> _Material supplied_

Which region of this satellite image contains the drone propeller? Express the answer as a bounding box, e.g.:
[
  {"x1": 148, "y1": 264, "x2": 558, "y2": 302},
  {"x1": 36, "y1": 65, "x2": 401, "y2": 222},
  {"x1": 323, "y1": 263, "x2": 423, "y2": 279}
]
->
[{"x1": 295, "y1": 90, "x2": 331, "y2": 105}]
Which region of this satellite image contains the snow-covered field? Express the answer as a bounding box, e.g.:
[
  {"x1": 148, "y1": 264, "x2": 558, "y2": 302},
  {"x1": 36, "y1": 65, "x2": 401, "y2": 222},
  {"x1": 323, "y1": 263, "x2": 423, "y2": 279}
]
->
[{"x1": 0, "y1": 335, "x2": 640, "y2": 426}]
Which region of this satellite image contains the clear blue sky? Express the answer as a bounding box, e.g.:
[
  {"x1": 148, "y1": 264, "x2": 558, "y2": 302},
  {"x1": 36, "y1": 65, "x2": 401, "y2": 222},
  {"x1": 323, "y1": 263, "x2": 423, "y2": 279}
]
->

> _Goal of the exercise_
Please copy out all the records above word for word, changing nothing.

> _Response to this task_
Which region of this satellite image contains the drone propeller? Express the answer as a bounding box, e.g.:
[
  {"x1": 148, "y1": 264, "x2": 558, "y2": 302},
  {"x1": 36, "y1": 65, "x2": 401, "y2": 222},
  {"x1": 323, "y1": 263, "x2": 423, "y2": 279}
]
->
[{"x1": 295, "y1": 90, "x2": 331, "y2": 105}]
Which region of this satellite image contains the snow-covered field? Express the answer as a bounding box, e.g.:
[
  {"x1": 148, "y1": 264, "x2": 558, "y2": 302},
  {"x1": 36, "y1": 65, "x2": 401, "y2": 222},
  {"x1": 323, "y1": 263, "x2": 423, "y2": 279}
]
->
[{"x1": 0, "y1": 335, "x2": 640, "y2": 426}]
Which region of this satellite image contains the clear blue sky? Express the answer as a bounding box, e.g.:
[
  {"x1": 148, "y1": 264, "x2": 558, "y2": 302},
  {"x1": 36, "y1": 65, "x2": 401, "y2": 222},
  {"x1": 323, "y1": 263, "x2": 423, "y2": 279}
]
->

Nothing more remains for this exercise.